*THE TASK*. Echo the records verbatim, from their first line through the line that contains "63,75 -> 167,102", including that line.

*EXERCISE MATERIALS*.

[Begin]

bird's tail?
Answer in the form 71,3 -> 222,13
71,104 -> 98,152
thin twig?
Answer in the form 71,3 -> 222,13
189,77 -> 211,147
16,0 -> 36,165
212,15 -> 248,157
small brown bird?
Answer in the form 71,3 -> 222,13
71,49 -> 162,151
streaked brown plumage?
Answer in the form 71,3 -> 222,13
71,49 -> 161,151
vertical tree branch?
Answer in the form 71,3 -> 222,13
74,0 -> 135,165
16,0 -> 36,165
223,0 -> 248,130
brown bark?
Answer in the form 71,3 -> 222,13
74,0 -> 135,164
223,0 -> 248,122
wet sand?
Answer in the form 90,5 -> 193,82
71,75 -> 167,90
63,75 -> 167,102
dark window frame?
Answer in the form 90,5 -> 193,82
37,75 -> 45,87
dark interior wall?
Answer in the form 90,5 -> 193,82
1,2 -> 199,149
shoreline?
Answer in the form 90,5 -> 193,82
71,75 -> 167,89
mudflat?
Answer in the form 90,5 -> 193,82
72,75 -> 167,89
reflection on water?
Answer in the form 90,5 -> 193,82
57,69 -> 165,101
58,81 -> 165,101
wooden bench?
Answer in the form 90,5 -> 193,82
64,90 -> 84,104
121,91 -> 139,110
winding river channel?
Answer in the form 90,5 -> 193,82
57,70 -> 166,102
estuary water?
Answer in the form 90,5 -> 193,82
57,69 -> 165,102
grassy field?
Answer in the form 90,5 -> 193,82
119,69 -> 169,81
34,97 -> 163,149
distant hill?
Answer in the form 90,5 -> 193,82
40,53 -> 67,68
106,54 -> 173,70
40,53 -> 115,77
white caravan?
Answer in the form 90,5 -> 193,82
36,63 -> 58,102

[End]

*RIGHT ANSWER*.
bird's tail?
Answer in the form 71,3 -> 222,13
71,104 -> 98,152
thin twig?
Answer in the form 71,3 -> 222,13
189,77 -> 211,147
16,0 -> 36,165
212,15 -> 248,157
small brown bird?
Answer in the form 71,3 -> 222,13
71,49 -> 162,151
streaked brown plumage?
Answer in the form 71,3 -> 222,13
71,49 -> 161,151
vertical tree branch?
Answer in the form 71,3 -> 222,13
74,0 -> 135,165
16,0 -> 36,165
223,0 -> 248,130
brown bark?
Answer in the form 71,3 -> 222,13
74,0 -> 135,164
223,0 -> 248,122
wet sand?
Answer in the form 90,5 -> 193,82
71,75 -> 167,90
63,75 -> 167,102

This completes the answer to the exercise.